→ **Do this**
Update the records below by changing every occurrence of "mapping pass" to "labeling pass", and leave everything else unchanged.

— BEGIN Extracted entries —

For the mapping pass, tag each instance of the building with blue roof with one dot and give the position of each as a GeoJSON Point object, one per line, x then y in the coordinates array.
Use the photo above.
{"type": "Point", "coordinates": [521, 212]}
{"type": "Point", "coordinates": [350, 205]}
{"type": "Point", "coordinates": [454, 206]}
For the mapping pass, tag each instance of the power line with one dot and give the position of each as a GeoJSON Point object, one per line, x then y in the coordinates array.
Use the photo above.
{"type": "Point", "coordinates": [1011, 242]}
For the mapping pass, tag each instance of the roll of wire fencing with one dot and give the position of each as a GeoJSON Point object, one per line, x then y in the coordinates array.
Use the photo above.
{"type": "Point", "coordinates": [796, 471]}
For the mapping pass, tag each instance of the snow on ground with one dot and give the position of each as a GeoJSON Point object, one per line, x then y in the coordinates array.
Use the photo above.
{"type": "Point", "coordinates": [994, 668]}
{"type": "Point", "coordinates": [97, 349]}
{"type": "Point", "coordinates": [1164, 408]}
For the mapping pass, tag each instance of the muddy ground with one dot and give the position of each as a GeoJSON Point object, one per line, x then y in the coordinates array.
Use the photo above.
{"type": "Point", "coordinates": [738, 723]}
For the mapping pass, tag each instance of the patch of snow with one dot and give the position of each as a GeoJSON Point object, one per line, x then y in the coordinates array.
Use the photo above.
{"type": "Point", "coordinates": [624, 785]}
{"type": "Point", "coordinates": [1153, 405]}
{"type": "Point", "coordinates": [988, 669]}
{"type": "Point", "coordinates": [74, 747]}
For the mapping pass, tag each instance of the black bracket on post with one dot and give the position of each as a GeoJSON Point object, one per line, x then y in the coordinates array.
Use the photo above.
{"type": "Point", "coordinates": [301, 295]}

— END Extracted entries —

→ **Correct answer**
For the labeling pass, tag each instance of the building with blue roof with one dot and give the position of each as a GeoJSON Point object, one per line, x then y in the coordinates array.
Use the photo above.
{"type": "Point", "coordinates": [521, 212]}
{"type": "Point", "coordinates": [350, 205]}
{"type": "Point", "coordinates": [454, 206]}
For the labeling pass, tag each instance of the power line with one dot and give the position of each as a GeoJSON Point object, one per line, x then y in the coordinates array.
Use the photo above.
{"type": "Point", "coordinates": [1011, 242]}
For the labeling pass, tag each instance of the roll of wire fencing with one dot and give the position of each as a GeoJSON Point object, one per line, x then y in the coordinates array.
Use the photo above.
{"type": "Point", "coordinates": [796, 471]}
For the labeling pass, tag each instance of the snow on ground with one dot and give the position of each as a GeoJSON Point object, one per line, x then y in the coordinates array.
Use the photo above.
{"type": "Point", "coordinates": [994, 668]}
{"type": "Point", "coordinates": [97, 349]}
{"type": "Point", "coordinates": [1164, 408]}
For the labeling pass, tag each instance of the muddy ground with one dot and give the position of each as a GeoJSON Point object, one per line, x then y in the coordinates array.
Use the photo above.
{"type": "Point", "coordinates": [738, 723]}
For the labeling pass, tag each instance of the patch of snow with one dot and give the position of each as a GeoJSON Point object, one per line, x then y in the coordinates array.
Use the photo above.
{"type": "Point", "coordinates": [624, 785]}
{"type": "Point", "coordinates": [1153, 405]}
{"type": "Point", "coordinates": [988, 669]}
{"type": "Point", "coordinates": [74, 747]}
For the labeling pass, tag each instance of the black bracket on post with one dot and give the position of each as a GeoJSON Point object, one per line, x then y in the coordinates array.
Use the photo above.
{"type": "Point", "coordinates": [301, 295]}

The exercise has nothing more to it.